Start of MATERIALS PROVIDED
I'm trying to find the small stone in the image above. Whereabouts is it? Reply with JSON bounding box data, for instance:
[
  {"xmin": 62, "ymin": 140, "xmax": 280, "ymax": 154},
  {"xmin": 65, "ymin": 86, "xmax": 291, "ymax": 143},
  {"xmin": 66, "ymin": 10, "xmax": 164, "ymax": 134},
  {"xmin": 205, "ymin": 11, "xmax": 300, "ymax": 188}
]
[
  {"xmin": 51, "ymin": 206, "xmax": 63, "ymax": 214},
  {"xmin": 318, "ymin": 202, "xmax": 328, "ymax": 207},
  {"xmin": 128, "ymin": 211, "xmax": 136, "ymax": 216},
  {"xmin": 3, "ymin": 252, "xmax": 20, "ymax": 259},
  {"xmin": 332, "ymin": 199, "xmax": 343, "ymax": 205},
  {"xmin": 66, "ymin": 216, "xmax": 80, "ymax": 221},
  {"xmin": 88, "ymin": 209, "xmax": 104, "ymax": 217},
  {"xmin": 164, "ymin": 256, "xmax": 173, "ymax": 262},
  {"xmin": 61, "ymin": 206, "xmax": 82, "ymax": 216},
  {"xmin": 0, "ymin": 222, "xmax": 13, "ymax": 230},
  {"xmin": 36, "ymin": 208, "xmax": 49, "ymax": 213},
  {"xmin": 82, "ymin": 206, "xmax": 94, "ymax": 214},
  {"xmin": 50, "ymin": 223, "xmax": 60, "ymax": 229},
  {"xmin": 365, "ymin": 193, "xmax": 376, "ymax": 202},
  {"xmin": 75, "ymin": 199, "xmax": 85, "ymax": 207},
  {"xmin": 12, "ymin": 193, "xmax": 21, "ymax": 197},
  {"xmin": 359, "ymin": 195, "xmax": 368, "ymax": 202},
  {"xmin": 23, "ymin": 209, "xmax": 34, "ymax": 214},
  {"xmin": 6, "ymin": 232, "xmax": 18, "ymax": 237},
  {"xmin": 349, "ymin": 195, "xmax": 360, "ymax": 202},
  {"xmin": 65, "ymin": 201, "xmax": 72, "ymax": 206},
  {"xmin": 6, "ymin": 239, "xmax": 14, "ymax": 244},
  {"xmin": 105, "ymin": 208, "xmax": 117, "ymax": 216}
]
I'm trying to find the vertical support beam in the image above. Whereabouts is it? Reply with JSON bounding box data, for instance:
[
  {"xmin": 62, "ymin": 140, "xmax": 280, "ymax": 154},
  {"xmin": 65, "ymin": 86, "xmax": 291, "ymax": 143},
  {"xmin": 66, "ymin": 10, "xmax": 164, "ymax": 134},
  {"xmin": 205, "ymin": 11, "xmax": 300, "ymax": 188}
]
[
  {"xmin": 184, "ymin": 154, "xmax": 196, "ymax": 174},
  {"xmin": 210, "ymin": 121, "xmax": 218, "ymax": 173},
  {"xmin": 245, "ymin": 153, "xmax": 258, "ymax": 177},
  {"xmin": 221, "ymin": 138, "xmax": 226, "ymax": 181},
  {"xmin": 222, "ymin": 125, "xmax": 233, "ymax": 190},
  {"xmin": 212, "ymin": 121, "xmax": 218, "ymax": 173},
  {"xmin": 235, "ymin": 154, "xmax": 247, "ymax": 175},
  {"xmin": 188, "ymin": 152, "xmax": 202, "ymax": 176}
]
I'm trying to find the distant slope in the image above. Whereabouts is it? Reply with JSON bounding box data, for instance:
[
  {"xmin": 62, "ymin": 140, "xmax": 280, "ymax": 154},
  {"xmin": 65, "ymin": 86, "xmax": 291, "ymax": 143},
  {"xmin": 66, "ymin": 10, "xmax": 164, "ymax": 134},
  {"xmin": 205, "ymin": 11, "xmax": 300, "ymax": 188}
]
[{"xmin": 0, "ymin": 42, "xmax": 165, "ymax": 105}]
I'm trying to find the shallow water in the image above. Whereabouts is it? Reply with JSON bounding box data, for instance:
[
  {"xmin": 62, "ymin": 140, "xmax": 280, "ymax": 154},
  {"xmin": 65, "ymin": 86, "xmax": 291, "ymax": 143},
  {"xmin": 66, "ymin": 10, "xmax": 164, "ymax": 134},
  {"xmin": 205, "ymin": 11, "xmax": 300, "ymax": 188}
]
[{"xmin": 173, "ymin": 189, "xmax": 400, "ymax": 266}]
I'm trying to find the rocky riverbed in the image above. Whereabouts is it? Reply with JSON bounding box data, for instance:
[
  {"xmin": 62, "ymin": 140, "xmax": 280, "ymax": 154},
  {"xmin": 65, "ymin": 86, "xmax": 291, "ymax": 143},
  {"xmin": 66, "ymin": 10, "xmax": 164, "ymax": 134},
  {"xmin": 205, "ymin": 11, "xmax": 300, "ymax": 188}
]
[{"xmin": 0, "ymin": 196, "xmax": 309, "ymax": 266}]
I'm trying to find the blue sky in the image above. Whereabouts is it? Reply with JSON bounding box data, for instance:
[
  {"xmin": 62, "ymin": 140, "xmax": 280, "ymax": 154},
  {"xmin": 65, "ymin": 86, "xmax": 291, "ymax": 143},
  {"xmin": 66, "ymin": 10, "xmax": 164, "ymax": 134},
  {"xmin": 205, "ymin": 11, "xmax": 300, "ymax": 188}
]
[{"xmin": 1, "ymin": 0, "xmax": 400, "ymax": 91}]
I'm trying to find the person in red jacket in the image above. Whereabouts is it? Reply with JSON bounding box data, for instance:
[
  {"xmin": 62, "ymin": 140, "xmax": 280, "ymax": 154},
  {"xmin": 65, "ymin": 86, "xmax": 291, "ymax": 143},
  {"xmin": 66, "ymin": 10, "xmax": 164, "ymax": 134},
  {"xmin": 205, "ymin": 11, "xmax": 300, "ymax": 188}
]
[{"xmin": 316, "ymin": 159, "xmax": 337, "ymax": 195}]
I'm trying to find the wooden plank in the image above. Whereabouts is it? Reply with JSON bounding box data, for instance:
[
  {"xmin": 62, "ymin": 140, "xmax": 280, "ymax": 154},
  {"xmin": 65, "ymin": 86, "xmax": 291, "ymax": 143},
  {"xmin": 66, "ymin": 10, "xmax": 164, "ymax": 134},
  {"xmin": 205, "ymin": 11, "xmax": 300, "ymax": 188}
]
End of MATERIALS PROVIDED
• **YOUR INSTRUCTIONS**: Your answer should consist of every record, printed exactly as given.

• **REPLY**:
I'm trying to find the small stone in the image above. Whereabouts is it? Reply with JSON bounding box data, for instance:
[
  {"xmin": 62, "ymin": 140, "xmax": 280, "ymax": 154},
  {"xmin": 65, "ymin": 86, "xmax": 291, "ymax": 143},
  {"xmin": 66, "ymin": 10, "xmax": 164, "ymax": 134},
  {"xmin": 205, "ymin": 11, "xmax": 300, "ymax": 188}
]
[
  {"xmin": 51, "ymin": 206, "xmax": 63, "ymax": 214},
  {"xmin": 318, "ymin": 202, "xmax": 328, "ymax": 207},
  {"xmin": 128, "ymin": 211, "xmax": 136, "ymax": 216},
  {"xmin": 3, "ymin": 252, "xmax": 20, "ymax": 259},
  {"xmin": 332, "ymin": 199, "xmax": 343, "ymax": 205},
  {"xmin": 66, "ymin": 216, "xmax": 80, "ymax": 221},
  {"xmin": 88, "ymin": 209, "xmax": 104, "ymax": 217},
  {"xmin": 164, "ymin": 256, "xmax": 173, "ymax": 262},
  {"xmin": 61, "ymin": 206, "xmax": 82, "ymax": 216},
  {"xmin": 0, "ymin": 222, "xmax": 13, "ymax": 230},
  {"xmin": 36, "ymin": 208, "xmax": 49, "ymax": 213},
  {"xmin": 82, "ymin": 206, "xmax": 94, "ymax": 214},
  {"xmin": 50, "ymin": 223, "xmax": 60, "ymax": 229},
  {"xmin": 365, "ymin": 193, "xmax": 376, "ymax": 202},
  {"xmin": 75, "ymin": 199, "xmax": 85, "ymax": 207},
  {"xmin": 12, "ymin": 193, "xmax": 21, "ymax": 197},
  {"xmin": 359, "ymin": 195, "xmax": 368, "ymax": 202},
  {"xmin": 23, "ymin": 209, "xmax": 34, "ymax": 214},
  {"xmin": 6, "ymin": 232, "xmax": 18, "ymax": 237},
  {"xmin": 349, "ymin": 195, "xmax": 360, "ymax": 202},
  {"xmin": 65, "ymin": 201, "xmax": 72, "ymax": 206},
  {"xmin": 6, "ymin": 239, "xmax": 14, "ymax": 244},
  {"xmin": 105, "ymin": 208, "xmax": 117, "ymax": 216}
]
I'm trying to find the vertical support beam in the image above. Whereabouts is it? Reply with JSON bounding box data, for instance:
[
  {"xmin": 62, "ymin": 140, "xmax": 280, "ymax": 154},
  {"xmin": 65, "ymin": 86, "xmax": 291, "ymax": 143},
  {"xmin": 66, "ymin": 10, "xmax": 164, "ymax": 134},
  {"xmin": 205, "ymin": 11, "xmax": 300, "ymax": 188}
]
[
  {"xmin": 184, "ymin": 154, "xmax": 196, "ymax": 174},
  {"xmin": 210, "ymin": 121, "xmax": 218, "ymax": 173},
  {"xmin": 245, "ymin": 153, "xmax": 258, "ymax": 177},
  {"xmin": 221, "ymin": 138, "xmax": 226, "ymax": 181},
  {"xmin": 222, "ymin": 125, "xmax": 233, "ymax": 190},
  {"xmin": 212, "ymin": 121, "xmax": 218, "ymax": 173},
  {"xmin": 235, "ymin": 154, "xmax": 247, "ymax": 175},
  {"xmin": 188, "ymin": 152, "xmax": 202, "ymax": 176}
]
I'm trying to find the distant slope in the image above. Whereabouts is it? Reply with JSON bounding box data, for instance:
[
  {"xmin": 62, "ymin": 140, "xmax": 280, "ymax": 154},
  {"xmin": 65, "ymin": 86, "xmax": 291, "ymax": 143},
  {"xmin": 66, "ymin": 10, "xmax": 164, "ymax": 134},
  {"xmin": 205, "ymin": 11, "xmax": 300, "ymax": 188}
]
[{"xmin": 0, "ymin": 42, "xmax": 165, "ymax": 105}]
I'm trying to find the shallow water in the image above. Whereabouts is it? Reply with JSON bounding box data, for instance:
[
  {"xmin": 62, "ymin": 140, "xmax": 280, "ymax": 154},
  {"xmin": 65, "ymin": 86, "xmax": 291, "ymax": 143},
  {"xmin": 66, "ymin": 10, "xmax": 164, "ymax": 134},
  {"xmin": 205, "ymin": 11, "xmax": 300, "ymax": 188}
]
[{"xmin": 173, "ymin": 189, "xmax": 400, "ymax": 266}]
I'm trying to find the rocky riverbed in the image above. Whereabouts is it? Reply with JSON bounding box data, for instance:
[
  {"xmin": 62, "ymin": 140, "xmax": 280, "ymax": 154},
  {"xmin": 65, "ymin": 86, "xmax": 291, "ymax": 143},
  {"xmin": 66, "ymin": 10, "xmax": 164, "ymax": 134},
  {"xmin": 205, "ymin": 11, "xmax": 300, "ymax": 188}
]
[{"xmin": 0, "ymin": 196, "xmax": 309, "ymax": 266}]
I'm trying to find the blue sky in the image above. Whereabouts is it? Reply with JSON bounding box data, for instance:
[
  {"xmin": 62, "ymin": 140, "xmax": 280, "ymax": 154},
  {"xmin": 65, "ymin": 86, "xmax": 291, "ymax": 143},
  {"xmin": 66, "ymin": 10, "xmax": 164, "ymax": 134},
  {"xmin": 205, "ymin": 11, "xmax": 300, "ymax": 188}
]
[{"xmin": 1, "ymin": 0, "xmax": 400, "ymax": 91}]
I'm trying to find the person in red jacket in the image above. Whereabouts is it? Reply with JSON bounding box data, for instance:
[
  {"xmin": 62, "ymin": 140, "xmax": 280, "ymax": 154},
  {"xmin": 65, "ymin": 86, "xmax": 291, "ymax": 143},
  {"xmin": 66, "ymin": 10, "xmax": 164, "ymax": 134},
  {"xmin": 205, "ymin": 11, "xmax": 300, "ymax": 188}
]
[{"xmin": 316, "ymin": 159, "xmax": 337, "ymax": 195}]
I'm trying to find the wooden plank in the image above. Whereabouts is it? Reply with JSON bounding box data, for instance:
[
  {"xmin": 62, "ymin": 140, "xmax": 280, "ymax": 154},
  {"xmin": 65, "ymin": 86, "xmax": 291, "ymax": 143},
  {"xmin": 66, "ymin": 10, "xmax": 164, "ymax": 134},
  {"xmin": 205, "ymin": 11, "xmax": 300, "ymax": 188}
]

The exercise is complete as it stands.